» WHAT THIS TASK INVOLVES
Which lines in the records below contain the string "building"? Pick out each of those lines and copy it, treating case as significant.

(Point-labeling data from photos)

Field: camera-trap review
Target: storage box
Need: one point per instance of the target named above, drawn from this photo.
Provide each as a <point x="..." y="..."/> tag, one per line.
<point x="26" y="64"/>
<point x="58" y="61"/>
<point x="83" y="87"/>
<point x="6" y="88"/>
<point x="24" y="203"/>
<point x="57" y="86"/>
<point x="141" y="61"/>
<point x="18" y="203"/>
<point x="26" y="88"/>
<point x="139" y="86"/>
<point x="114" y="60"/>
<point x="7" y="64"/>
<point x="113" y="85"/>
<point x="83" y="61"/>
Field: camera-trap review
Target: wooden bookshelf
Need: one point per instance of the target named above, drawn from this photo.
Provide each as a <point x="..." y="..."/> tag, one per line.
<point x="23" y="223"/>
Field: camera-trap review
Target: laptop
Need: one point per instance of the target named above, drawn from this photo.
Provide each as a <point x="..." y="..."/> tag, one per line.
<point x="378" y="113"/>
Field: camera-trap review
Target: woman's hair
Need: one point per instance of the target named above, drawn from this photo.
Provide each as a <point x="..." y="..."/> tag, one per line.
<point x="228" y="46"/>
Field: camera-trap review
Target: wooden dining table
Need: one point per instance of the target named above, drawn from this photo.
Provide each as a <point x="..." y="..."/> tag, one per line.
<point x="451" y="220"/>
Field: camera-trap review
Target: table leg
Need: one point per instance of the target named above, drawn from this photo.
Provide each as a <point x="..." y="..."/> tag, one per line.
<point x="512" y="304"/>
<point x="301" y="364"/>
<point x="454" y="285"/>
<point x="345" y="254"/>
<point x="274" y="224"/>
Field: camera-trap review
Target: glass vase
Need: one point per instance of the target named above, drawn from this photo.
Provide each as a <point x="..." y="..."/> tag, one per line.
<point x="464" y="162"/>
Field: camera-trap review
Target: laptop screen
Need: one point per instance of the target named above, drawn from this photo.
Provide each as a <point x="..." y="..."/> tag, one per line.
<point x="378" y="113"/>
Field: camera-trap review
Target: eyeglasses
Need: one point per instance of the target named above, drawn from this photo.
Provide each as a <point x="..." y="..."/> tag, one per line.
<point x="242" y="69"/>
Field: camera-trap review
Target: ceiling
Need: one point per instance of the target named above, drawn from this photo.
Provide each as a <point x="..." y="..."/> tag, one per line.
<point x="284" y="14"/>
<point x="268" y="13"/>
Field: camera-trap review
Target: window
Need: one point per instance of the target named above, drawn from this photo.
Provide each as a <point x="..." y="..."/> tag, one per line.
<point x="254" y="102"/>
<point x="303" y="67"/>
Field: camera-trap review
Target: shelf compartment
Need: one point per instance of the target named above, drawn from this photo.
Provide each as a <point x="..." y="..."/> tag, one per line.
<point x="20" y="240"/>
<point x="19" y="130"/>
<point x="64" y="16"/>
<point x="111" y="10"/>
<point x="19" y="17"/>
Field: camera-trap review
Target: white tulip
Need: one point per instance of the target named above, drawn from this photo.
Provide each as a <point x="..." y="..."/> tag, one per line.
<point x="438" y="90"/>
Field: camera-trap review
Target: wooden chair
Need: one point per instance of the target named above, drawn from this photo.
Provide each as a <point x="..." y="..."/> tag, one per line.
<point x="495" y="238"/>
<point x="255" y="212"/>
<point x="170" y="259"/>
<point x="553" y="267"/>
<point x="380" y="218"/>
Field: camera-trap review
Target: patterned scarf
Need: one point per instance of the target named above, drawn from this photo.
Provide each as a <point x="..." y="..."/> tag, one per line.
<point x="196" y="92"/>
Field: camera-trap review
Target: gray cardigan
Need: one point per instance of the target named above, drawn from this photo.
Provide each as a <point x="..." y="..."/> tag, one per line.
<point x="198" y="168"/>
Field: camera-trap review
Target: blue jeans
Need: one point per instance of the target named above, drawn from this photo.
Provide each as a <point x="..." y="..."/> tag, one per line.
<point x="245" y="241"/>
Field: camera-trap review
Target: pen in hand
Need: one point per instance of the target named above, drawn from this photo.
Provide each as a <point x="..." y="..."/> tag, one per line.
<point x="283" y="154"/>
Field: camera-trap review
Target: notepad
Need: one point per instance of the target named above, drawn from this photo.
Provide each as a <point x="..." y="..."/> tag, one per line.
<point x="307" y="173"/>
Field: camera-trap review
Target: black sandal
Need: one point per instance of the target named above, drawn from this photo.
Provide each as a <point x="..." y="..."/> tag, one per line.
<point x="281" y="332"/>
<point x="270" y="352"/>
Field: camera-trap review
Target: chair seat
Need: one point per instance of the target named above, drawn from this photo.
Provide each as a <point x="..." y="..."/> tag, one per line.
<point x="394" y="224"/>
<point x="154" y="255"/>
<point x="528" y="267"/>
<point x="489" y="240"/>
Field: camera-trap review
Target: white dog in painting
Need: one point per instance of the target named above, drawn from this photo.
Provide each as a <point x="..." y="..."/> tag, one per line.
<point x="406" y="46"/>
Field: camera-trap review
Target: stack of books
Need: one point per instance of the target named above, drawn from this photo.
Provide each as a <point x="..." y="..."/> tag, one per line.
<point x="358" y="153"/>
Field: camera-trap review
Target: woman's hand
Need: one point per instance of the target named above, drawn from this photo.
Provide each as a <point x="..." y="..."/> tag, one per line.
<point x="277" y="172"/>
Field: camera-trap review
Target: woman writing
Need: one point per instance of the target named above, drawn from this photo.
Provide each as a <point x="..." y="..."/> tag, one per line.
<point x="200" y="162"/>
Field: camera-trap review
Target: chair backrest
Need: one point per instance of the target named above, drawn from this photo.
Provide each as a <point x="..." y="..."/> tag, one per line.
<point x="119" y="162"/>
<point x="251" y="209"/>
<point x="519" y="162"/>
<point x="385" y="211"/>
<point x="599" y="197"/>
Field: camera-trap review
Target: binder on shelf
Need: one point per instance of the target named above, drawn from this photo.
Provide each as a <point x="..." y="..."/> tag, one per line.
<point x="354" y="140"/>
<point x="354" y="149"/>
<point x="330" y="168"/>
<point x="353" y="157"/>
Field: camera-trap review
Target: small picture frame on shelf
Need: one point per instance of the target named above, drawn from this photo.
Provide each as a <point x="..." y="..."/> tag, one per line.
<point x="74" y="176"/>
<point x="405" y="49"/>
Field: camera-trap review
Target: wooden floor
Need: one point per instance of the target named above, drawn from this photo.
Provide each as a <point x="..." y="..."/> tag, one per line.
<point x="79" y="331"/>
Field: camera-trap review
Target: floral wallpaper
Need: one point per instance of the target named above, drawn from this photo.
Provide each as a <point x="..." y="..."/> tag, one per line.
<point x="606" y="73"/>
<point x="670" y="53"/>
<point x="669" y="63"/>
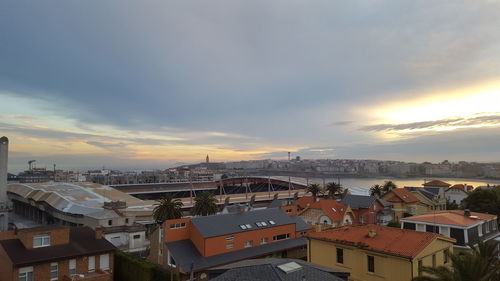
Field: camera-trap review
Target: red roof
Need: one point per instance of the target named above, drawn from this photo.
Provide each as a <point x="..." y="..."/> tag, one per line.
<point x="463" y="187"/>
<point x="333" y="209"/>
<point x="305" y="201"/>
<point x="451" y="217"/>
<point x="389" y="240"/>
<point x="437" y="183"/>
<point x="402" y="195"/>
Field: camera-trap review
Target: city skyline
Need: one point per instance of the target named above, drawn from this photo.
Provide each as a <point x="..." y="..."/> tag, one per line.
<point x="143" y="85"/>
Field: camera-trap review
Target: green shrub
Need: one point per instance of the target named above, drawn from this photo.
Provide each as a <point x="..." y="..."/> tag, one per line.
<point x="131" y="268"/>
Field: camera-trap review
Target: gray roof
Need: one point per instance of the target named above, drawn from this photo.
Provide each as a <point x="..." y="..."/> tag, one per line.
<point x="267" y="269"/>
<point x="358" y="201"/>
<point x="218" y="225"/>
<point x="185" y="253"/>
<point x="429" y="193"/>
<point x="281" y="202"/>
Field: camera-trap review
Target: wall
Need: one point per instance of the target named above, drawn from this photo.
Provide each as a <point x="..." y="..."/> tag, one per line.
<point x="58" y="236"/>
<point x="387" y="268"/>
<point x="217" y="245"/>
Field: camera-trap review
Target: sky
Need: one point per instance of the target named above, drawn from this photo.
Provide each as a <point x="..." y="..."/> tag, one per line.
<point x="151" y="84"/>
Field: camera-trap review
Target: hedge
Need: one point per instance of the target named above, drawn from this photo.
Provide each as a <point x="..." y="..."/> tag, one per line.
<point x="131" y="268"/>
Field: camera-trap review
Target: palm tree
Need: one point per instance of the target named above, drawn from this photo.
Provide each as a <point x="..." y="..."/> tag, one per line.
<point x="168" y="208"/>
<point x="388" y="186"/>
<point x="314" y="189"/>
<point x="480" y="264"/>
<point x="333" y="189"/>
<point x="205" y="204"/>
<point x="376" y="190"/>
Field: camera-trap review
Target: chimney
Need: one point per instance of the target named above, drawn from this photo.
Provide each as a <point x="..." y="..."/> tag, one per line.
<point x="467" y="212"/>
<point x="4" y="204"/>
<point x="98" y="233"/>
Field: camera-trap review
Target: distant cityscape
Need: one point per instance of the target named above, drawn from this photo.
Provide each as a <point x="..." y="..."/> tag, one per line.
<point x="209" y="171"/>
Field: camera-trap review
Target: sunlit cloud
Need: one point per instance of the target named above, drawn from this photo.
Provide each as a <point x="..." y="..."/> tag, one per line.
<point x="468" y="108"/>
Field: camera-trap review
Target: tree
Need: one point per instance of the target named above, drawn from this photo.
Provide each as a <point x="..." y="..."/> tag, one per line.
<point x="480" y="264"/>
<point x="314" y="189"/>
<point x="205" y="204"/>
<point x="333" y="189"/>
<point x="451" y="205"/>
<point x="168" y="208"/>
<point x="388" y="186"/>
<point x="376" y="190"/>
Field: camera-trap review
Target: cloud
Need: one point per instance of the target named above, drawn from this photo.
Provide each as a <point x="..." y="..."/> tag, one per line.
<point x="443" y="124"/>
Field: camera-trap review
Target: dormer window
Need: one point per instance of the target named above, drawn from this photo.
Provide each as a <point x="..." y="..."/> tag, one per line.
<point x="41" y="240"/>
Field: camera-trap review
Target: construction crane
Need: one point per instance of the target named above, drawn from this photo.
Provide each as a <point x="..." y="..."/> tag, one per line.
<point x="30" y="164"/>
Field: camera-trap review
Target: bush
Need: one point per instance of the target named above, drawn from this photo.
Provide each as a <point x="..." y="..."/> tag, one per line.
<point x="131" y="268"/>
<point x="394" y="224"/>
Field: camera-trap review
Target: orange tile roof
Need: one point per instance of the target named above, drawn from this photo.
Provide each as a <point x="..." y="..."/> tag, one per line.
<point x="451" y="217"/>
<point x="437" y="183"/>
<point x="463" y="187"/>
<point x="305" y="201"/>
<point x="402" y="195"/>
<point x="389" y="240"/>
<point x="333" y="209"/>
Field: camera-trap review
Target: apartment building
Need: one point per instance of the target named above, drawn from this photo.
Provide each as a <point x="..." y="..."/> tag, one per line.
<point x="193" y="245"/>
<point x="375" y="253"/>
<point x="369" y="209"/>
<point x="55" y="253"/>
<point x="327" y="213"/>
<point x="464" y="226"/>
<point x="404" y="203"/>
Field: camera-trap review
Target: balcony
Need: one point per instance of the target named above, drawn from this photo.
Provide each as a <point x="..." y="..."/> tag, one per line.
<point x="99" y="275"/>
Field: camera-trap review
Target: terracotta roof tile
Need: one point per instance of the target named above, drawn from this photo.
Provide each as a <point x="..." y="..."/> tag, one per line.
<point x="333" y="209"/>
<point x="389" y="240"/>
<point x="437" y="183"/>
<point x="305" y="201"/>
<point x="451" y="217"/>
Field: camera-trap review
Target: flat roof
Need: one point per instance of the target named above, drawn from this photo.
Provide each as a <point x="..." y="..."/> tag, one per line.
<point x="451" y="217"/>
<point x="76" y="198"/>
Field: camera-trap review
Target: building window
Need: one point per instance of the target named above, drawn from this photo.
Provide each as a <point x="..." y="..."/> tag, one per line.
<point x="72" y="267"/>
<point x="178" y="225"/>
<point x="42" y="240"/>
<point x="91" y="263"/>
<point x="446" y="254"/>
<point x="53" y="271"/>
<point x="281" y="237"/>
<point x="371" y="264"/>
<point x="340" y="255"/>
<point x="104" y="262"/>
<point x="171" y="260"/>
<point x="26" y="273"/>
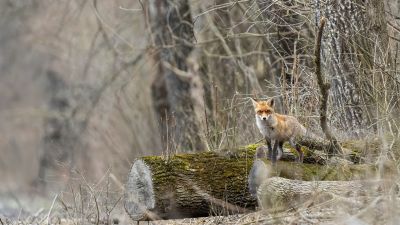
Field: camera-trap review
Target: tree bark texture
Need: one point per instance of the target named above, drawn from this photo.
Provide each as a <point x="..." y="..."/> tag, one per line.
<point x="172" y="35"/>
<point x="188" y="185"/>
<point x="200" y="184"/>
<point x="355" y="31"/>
* * *
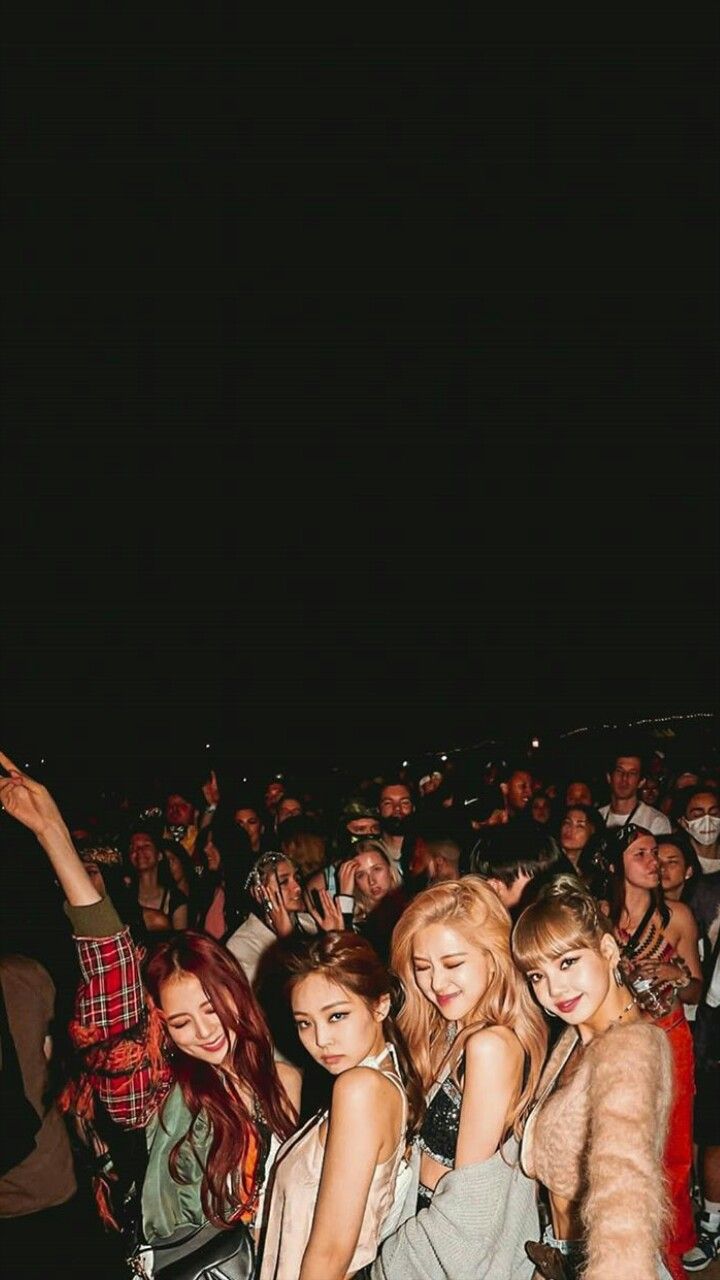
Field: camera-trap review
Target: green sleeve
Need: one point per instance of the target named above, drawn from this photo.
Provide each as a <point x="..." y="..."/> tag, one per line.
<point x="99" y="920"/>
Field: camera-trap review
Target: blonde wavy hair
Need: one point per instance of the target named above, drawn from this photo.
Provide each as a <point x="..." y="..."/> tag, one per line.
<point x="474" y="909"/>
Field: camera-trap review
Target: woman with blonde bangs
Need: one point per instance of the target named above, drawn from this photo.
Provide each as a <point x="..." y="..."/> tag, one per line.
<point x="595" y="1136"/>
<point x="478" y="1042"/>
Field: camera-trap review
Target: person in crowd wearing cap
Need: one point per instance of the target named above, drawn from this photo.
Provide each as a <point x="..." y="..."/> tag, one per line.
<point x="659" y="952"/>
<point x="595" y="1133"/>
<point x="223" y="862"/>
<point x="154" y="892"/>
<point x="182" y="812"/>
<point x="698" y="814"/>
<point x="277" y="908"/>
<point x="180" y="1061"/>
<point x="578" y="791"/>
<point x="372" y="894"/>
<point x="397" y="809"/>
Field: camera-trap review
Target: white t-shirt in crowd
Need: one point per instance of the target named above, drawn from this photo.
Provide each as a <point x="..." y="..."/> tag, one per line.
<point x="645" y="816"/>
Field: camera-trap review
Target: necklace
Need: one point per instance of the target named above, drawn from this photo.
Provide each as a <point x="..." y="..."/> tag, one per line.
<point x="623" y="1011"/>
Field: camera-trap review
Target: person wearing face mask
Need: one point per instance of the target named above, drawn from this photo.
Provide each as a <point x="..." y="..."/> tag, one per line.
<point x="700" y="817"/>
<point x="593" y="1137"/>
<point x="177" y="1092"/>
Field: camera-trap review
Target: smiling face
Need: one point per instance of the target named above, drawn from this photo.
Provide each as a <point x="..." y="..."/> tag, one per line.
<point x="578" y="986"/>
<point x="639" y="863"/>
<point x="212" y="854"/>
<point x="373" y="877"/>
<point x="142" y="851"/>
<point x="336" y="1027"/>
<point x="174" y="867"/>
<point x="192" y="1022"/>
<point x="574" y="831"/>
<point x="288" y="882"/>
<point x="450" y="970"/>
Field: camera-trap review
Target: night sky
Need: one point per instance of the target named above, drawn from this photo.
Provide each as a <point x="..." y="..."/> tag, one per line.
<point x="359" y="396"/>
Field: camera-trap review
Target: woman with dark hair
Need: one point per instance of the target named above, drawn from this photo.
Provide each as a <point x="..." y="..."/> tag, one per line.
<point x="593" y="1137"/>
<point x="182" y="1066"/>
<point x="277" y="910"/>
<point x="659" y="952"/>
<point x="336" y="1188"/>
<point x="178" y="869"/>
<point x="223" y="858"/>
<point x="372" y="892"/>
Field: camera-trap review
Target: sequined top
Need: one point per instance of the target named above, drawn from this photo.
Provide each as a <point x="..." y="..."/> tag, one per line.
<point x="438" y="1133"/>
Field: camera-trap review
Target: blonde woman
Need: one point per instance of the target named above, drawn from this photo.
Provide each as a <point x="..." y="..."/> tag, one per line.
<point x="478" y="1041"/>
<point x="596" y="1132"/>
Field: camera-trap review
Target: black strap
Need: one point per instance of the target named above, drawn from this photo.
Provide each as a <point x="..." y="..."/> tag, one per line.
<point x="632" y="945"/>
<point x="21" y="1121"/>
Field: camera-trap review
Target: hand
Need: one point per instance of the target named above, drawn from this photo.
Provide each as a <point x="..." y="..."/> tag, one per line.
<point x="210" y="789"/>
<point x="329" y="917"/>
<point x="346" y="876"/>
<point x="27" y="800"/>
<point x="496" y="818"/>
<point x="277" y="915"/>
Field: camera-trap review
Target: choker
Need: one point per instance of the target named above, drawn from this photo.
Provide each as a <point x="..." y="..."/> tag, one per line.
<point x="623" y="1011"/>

» EXPECTED OUTPUT
Target: apartment building
Target: building window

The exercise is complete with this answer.